- What to work on: Can you copy every one of the records below word for word, leaving out the pictures?

+---+

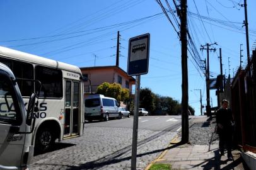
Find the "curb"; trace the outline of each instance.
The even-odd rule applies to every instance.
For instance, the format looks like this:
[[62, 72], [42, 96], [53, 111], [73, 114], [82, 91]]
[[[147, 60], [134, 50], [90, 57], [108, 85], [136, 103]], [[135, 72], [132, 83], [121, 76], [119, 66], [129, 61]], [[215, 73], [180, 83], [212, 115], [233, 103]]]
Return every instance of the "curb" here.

+---+

- Written answer:
Find the "curb"; trace the outline of each instance.
The even-odd rule applies to every instance.
For instance, the format looks like this:
[[62, 72], [42, 96], [53, 111], [73, 114], [82, 91]]
[[[147, 60], [134, 50], [90, 57], [108, 85], [136, 103]], [[135, 72], [132, 83], [121, 76], [119, 66], [129, 61]], [[215, 73], [180, 83], [212, 115], [233, 103]]]
Return every instance of the "curb" here.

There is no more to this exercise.